TASK DIRECTIONS:
All that is needed is every record, duplicated exactly.

(RECORDS FOR THE TASK)

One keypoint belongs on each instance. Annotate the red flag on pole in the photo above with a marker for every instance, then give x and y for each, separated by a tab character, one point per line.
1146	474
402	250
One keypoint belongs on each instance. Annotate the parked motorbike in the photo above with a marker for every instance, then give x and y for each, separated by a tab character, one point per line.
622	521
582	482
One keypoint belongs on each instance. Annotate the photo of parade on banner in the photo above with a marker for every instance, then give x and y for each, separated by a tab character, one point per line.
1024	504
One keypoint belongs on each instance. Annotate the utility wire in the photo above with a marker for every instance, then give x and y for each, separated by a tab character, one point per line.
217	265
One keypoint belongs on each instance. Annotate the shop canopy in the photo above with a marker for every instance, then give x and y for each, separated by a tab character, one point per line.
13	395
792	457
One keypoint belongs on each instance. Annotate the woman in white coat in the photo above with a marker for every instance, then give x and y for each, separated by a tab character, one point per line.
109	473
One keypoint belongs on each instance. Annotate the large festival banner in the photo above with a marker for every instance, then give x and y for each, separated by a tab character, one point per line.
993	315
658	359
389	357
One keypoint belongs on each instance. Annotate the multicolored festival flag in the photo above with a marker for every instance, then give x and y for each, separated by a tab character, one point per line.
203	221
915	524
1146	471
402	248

(End RECORDS FOR THE TASK)

SOLUTION:
One keypoint belongs on each instance. Annotate the red flag on pole in the photo above with a marker for every instance, then give x and y for each, separated by a tab character, one point per line.
1146	474
402	250
One keypoint belongs on each instance. Annotate the parked motorbike in the photo above with a marker for every instance, then give x and y for each, separated by a tab character, one point per line.
622	521
582	482
One keypoint belongs on each instance. Annotate the photo of parade on banner in the photo above with a marker for every instance, then give x and y for each, separated by a tab character, one point per line.
1024	504
One keypoint belongs on each instance. Annotate the utility wire in the photo above with a marker for every instance, then give x and y for each, separated by a tab character, one point per line.
217	265
One keypoint belongs on each instance. Annotate the shop canopy in the photo above with a marker for every instance, then give x and y for each, separated by a tab character, one point per line.
13	395
792	457
One keypoint belongs on each instance. Annotate the woman in white coat in the photo above with a marker for every instance, then give x and y for each, separated by a tab character, one point per line.
109	473
One keypoint belongs on each instance. Annotate the large festival banner in the photo above with a marker for every instance, then give x and y for each, separated by a tab character, one point per line.
993	315
658	359
389	357
One keypoint belongs on each instance. Annotate the multicolored festival flag in the photo above with a marker for every instance, then give x and y for each, separated by a tab character, one point per line.
203	221
915	524
1146	471
402	248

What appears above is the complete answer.